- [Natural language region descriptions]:
Content starts

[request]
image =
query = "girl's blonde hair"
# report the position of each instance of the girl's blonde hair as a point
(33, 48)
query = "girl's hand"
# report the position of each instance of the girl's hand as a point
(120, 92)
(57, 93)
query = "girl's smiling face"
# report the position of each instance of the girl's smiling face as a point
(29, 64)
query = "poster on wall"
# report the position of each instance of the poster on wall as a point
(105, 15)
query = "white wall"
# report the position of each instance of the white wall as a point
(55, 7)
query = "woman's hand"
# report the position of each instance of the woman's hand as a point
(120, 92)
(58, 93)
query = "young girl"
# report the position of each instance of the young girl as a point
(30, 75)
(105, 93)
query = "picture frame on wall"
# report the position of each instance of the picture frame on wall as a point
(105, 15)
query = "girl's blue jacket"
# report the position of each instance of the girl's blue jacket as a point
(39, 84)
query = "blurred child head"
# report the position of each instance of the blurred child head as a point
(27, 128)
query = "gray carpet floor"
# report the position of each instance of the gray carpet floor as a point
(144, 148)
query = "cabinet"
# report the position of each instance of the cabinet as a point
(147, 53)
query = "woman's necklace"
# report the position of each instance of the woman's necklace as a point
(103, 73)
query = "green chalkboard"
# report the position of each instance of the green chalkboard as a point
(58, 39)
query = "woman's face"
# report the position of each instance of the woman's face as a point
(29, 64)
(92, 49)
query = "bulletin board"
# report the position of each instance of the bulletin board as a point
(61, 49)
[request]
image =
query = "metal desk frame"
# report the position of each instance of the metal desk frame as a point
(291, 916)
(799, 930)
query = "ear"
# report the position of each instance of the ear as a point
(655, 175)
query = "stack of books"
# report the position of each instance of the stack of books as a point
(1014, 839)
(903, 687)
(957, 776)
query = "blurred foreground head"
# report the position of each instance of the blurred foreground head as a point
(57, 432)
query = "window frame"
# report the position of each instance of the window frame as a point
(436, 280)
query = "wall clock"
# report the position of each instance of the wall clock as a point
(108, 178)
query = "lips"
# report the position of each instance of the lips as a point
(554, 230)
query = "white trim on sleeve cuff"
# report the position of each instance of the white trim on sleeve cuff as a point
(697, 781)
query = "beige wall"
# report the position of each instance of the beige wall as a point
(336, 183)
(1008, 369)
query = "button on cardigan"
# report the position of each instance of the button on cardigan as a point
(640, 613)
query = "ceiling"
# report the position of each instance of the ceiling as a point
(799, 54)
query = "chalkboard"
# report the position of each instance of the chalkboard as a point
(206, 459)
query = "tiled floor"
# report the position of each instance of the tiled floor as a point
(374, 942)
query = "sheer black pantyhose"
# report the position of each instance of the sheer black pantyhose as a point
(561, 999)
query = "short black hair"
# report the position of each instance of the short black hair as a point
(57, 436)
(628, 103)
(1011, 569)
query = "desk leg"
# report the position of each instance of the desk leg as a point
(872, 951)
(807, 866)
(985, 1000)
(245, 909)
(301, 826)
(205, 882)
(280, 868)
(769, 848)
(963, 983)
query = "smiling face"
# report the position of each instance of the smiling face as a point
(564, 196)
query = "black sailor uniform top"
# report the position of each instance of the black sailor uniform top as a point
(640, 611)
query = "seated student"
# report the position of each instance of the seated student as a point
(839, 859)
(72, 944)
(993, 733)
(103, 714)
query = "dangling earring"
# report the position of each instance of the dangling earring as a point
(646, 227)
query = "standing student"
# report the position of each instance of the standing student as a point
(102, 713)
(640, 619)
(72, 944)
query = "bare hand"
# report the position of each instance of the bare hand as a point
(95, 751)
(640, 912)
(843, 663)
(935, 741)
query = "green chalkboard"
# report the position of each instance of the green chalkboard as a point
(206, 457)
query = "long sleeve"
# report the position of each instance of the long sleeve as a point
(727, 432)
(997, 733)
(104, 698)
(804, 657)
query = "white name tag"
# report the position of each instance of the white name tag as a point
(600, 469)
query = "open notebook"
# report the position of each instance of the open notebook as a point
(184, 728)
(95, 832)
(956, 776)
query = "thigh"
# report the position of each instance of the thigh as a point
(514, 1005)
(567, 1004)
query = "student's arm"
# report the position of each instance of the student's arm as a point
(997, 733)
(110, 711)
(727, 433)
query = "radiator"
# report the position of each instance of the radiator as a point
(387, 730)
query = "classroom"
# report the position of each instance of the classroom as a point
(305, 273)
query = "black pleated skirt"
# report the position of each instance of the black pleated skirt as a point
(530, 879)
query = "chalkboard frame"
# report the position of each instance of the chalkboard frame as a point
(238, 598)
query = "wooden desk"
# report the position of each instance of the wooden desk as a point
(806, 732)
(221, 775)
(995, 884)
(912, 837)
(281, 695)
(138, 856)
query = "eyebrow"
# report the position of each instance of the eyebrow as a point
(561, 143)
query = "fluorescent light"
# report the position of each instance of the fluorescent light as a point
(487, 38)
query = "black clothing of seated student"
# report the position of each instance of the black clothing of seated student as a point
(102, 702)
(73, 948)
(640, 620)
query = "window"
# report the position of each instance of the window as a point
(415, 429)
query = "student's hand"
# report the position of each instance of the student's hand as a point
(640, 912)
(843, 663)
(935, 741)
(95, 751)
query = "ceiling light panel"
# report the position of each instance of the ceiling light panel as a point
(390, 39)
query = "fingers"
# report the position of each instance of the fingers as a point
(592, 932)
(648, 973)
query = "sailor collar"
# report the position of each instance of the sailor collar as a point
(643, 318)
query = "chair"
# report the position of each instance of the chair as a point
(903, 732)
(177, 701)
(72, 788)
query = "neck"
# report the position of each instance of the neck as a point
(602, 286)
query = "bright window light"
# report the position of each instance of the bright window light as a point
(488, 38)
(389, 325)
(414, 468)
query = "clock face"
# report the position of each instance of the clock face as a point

Content ends

- [What the task asks]:
Every record should be repeated exactly; please leave none out.

- [Answer for the task]:
[request]
image =
query = "girl's blonde hair"
# report the position of each instance of the girl's blonde hair as a point
(33, 48)
query = "girl's hand"
# report the position of each instance of the girl's hand as a point
(120, 92)
(57, 93)
query = "girl's smiling face"
# report the position of each instance of the girl's smiling face as a point
(29, 64)
query = "poster on wall"
# report the position of each instance of the poster on wall as a point
(105, 15)
query = "white wall"
# report the position of each instance of the white wall as a point
(55, 7)
query = "woman's hand"
# report the position of each instance of the woman's hand as a point
(120, 92)
(58, 93)
query = "young girl"
# report the position of each instance of the young girl as a point
(30, 75)
(105, 93)
query = "picture frame on wall"
# report the position of each instance of the picture frame on wall as a point
(105, 15)
query = "girl's blue jacket"
# report the position of each instance of the girl's blue jacket as a point
(39, 84)
query = "blurred child head"
# report the position of each instance of the blurred child head as a point
(27, 128)
query = "gray carpet floor"
# report the position of each instance of the gray carpet floor as a point
(144, 148)
query = "cabinet"
# report the position of each instance of the cabinet as a point
(147, 53)
query = "woman's necklace"
# report the position of each instance of the woman's necklace as a point
(103, 73)
query = "green chalkboard"
# report the position of each instance of the green chalkboard as a point
(58, 39)
query = "woman's face"
# report the position of each instance of the woman's face as a point
(29, 64)
(92, 49)
query = "bulletin board"
# report the position of each instance of the bulletin board as a point
(61, 49)
[request]
image =
query = "metal desk frame"
# report the position of each instance of the metal desk frame as a point
(291, 916)
(799, 930)
query = "ear"
# report the position of each instance of the ear as a point
(655, 175)
query = "stack of books"
# report the position of each instance of the stack of books as a point
(1014, 839)
(903, 687)
(957, 776)
query = "blurred foreground head"
# report the position of each instance of the blurred foreground head as a point
(57, 432)
query = "window frame"
# report the position of each instance of the window frame as a point
(436, 280)
query = "wall clock"
# report the position of each instance of the wall clock as a point
(108, 178)
query = "lips"
# report the position of each instance of the lips as a point
(554, 230)
query = "white trim on sleeve cuff"
# report the position of each instance of the white trim on sleeve cuff as a point
(697, 781)
query = "beige wall"
# report the position of each instance of the beige wall as a point
(336, 183)
(1008, 369)
query = "button on cardigan"
# report the position of each instance of the button on cardigan as a point
(640, 613)
query = "ceiling"
# report the position of each instance of the ceiling as a point
(799, 54)
query = "chalkboard"
# report the position of each instance of the chalkboard as a point
(206, 459)
query = "tiled floor"
# report the position of each instance of the tiled floor as a point
(374, 942)
query = "sheer black pantyhose"
# report the position of each instance of the sheer black pantyhose as a point
(561, 999)
query = "short black hair"
# report the position of each instance of the short black hair as a point
(57, 436)
(628, 103)
(1011, 569)
query = "desk leg"
# report the position of each instance of the desk leg as a point
(872, 951)
(807, 866)
(985, 1000)
(245, 909)
(301, 826)
(205, 882)
(280, 868)
(769, 848)
(963, 983)
query = "smiling face"
# report the position of each instance of the smiling face as a point
(564, 196)
query = "black sailor uniform top"
# report the position of each instance of the black sailor uniform top as a point
(640, 611)
query = "seated student"
# report the position of each instance of the seated student as a point
(839, 859)
(72, 944)
(993, 733)
(103, 714)
query = "dangling earring"
# report the position of each instance of the dangling earring as a point
(646, 227)
query = "standing student"
# report the position of each instance of the standing student as a point
(102, 713)
(640, 619)
(72, 944)
query = "bare hand"
# report the position of each instance of the bare hand as a point
(95, 751)
(640, 912)
(843, 663)
(935, 741)
query = "green chalkboard"
# report the position of each instance of the green chalkboard as a point
(206, 457)
query = "long sleeve"
# report the position of each instance of the long sleeve as a point
(727, 432)
(997, 733)
(104, 698)
(804, 657)
query = "white name tag"
# report the position of each instance of the white name tag as a point
(600, 469)
query = "open notebook"
# report the position of each instance of the open notebook as a point
(184, 728)
(95, 832)
(956, 776)
query = "thigh"
# report the position of each instance of the thigh as a point
(514, 1005)
(567, 1004)
query = "student's arm"
# report the position of each instance of the student's arm as a point
(997, 733)
(110, 711)
(727, 433)
query = "radiator"
# report the position of each instance of the radiator as a point
(387, 730)
query = "classroom"
# report the position of each instance of the classroom as a point
(305, 273)
query = "black pleated skirt"
# report the position of each instance of the black pleated skirt as a point
(530, 879)
query = "chalkboard frame"
# report the position of each instance of the chalkboard frame as a point
(238, 598)
query = "wooden desk"
# report the position of each instance of the wooden desk as a point
(806, 732)
(221, 775)
(995, 884)
(912, 837)
(281, 695)
(138, 856)
query = "eyebrow"
# report the position of each instance of the eyebrow as a point
(561, 143)
query = "fluorescent light"
# report the position of each instance of the fluorescent light as a point
(487, 38)
query = "black clothing of seated student"
# report the position of each instance of the black clothing of seated student as a point
(102, 702)
(73, 948)
(640, 620)
query = "window"
# report the position of each instance of the window as a point
(415, 429)
query = "student's hand"
# report the position of each instance of the student's hand as a point
(640, 912)
(843, 663)
(935, 741)
(95, 751)
query = "ceiling light panel"
# report the position of each instance of the ceiling light panel as a point
(390, 39)
query = "fingers"
# report the position of each instance of the fingers as a point
(592, 932)
(648, 973)
query = "sailor collar"
# report the position of each instance of the sailor collar as a point
(643, 318)
query = "chair"
# report the position of each instance of the chair as a point
(903, 732)
(177, 701)
(72, 788)
query = "neck"
# report the position of each instance of the neck as a point
(602, 286)
query = "bright window light"
# report the position of each instance of the bright window light as a point
(488, 38)
(389, 325)
(414, 468)
query = "clock face"
# report the position of each instance of the clock face as a point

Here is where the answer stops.